Can you present the lines of the listing below as a numbered list, skipping any blank lines and leaving the pictures out?

(Pointing dataset listing)
- - - -

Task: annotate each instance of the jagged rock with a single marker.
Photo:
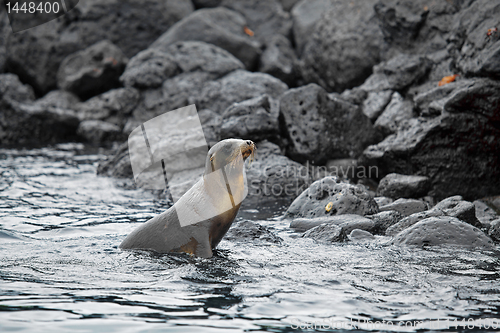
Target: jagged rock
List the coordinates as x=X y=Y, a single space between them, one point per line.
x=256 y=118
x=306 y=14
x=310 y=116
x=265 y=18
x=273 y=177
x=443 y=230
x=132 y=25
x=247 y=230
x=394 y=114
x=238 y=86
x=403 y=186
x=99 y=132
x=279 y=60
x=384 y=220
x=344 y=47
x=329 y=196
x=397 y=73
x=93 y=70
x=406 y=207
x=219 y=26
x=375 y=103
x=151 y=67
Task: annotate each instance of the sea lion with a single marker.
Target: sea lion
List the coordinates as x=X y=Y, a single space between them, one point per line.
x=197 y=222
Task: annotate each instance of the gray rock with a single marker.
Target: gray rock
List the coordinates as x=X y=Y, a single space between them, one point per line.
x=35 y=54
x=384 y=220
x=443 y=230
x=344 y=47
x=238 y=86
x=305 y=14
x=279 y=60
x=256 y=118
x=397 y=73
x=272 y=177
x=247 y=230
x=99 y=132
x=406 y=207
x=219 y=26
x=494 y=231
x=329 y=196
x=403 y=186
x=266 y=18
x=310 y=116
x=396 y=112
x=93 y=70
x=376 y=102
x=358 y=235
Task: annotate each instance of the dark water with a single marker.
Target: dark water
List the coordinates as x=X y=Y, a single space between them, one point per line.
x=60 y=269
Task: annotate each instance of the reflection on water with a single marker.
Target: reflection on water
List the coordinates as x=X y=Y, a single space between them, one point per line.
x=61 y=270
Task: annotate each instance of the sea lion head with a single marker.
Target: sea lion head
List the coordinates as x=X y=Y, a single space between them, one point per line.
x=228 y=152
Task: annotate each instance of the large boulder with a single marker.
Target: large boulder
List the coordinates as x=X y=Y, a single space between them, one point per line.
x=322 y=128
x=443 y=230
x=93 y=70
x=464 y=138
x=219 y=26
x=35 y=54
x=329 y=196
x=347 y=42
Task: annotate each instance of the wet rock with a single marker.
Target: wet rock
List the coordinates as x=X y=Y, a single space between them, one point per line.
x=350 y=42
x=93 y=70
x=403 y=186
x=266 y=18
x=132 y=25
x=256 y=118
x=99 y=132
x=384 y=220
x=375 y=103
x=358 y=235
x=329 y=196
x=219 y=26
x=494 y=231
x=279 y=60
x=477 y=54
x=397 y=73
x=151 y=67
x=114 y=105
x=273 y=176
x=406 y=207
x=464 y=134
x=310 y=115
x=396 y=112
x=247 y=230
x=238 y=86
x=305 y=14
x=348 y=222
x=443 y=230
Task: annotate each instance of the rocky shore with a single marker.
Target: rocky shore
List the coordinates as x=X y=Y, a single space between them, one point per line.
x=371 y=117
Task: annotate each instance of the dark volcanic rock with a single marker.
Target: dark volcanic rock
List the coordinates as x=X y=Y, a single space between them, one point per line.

- - - -

**PROBLEM SOLUTION:**
1. Task: annotate each instance of the jagged rock with a single marker.
2. Photo:
3. Target: jagged rock
4. List the coordinates as x=X y=Y, a single space between them, one point per line.
5. x=256 y=118
6. x=306 y=14
7. x=310 y=116
8. x=265 y=18
9. x=273 y=177
10. x=443 y=230
11. x=132 y=25
12. x=247 y=230
13. x=394 y=114
14. x=238 y=86
15. x=403 y=186
16. x=99 y=132
17. x=279 y=60
18. x=384 y=220
19. x=344 y=47
20. x=329 y=196
21. x=397 y=73
22. x=93 y=70
23. x=406 y=207
24. x=219 y=26
25. x=375 y=103
26. x=151 y=67
27. Task: annotate each instance of the sea lion with a single marker.
28. Target: sea lion
29. List the coordinates as x=X y=Y, a single space between them, one point per line.
30. x=197 y=222
31. Task: annotate each instance of the gray rock with a single marker.
32. Target: gray rock
33. List the coordinates as x=X y=Y, a single space between them, one point per line.
34. x=35 y=54
35. x=384 y=220
36. x=443 y=230
37. x=344 y=47
38. x=238 y=86
39. x=305 y=14
40. x=279 y=60
41. x=256 y=118
42. x=397 y=73
43. x=272 y=177
44. x=247 y=230
45. x=99 y=132
46. x=406 y=207
47. x=219 y=26
48. x=494 y=231
49. x=329 y=196
50. x=403 y=186
51. x=266 y=18
52. x=310 y=116
53. x=396 y=112
54. x=93 y=70
55. x=376 y=102
56. x=358 y=235
57. Task: annotate each instance of the dark water with a single marker.
58. Target: dark water
59. List the coordinates as x=X y=Y, a single space between them, one point per line.
60. x=60 y=269
61. Task: annotate each instance of the reflection on water with a single marker.
62. Target: reflection on water
63. List the coordinates as x=X y=Y, a single space between them, one point per line.
64. x=61 y=270
65. Task: annotate each instance of the sea lion head with a single marker.
66. Target: sea lion head
67. List the coordinates as x=X y=Y, a single space between them, one point per line.
68. x=228 y=152
69. Task: annotate each instance of the large boulder with a single marker.
70. Target: large boulder
71. List the coordinates as x=X y=Y, a single space between them, one point per line.
72. x=322 y=128
73. x=443 y=230
74. x=93 y=70
75. x=464 y=138
76. x=219 y=26
77. x=35 y=54
78. x=329 y=196
79. x=347 y=42
80. Task: annotate each instance of the wet rock with a single marker.
81. Target: wet rock
82. List the coordinates as x=X y=Y, a single space between them, one point per line.
83. x=350 y=42
84. x=93 y=70
85. x=403 y=186
86. x=266 y=18
87. x=132 y=25
88. x=256 y=118
89. x=99 y=132
90. x=384 y=220
91. x=375 y=103
92. x=358 y=235
93. x=329 y=196
94. x=219 y=26
95. x=494 y=231
96. x=279 y=60
97. x=477 y=54
98. x=397 y=73
99. x=151 y=67
100. x=114 y=105
101. x=273 y=176
102. x=406 y=207
103. x=464 y=134
104. x=310 y=115
105. x=396 y=112
106. x=247 y=230
107. x=238 y=86
108. x=305 y=14
109. x=348 y=222
110. x=443 y=230
111. Task: annotate each instance of the rocky shore with a single marker.
112. Target: rocky shore
113. List the coordinates as x=X y=Y, a single space between them, one point per line.
114. x=371 y=117
115. Task: annotate each instance of the dark volcanic rock with a single marker.
116. Target: dark volcanic rock
117. List the coordinates as x=X y=Y, a single space between them, one point per line.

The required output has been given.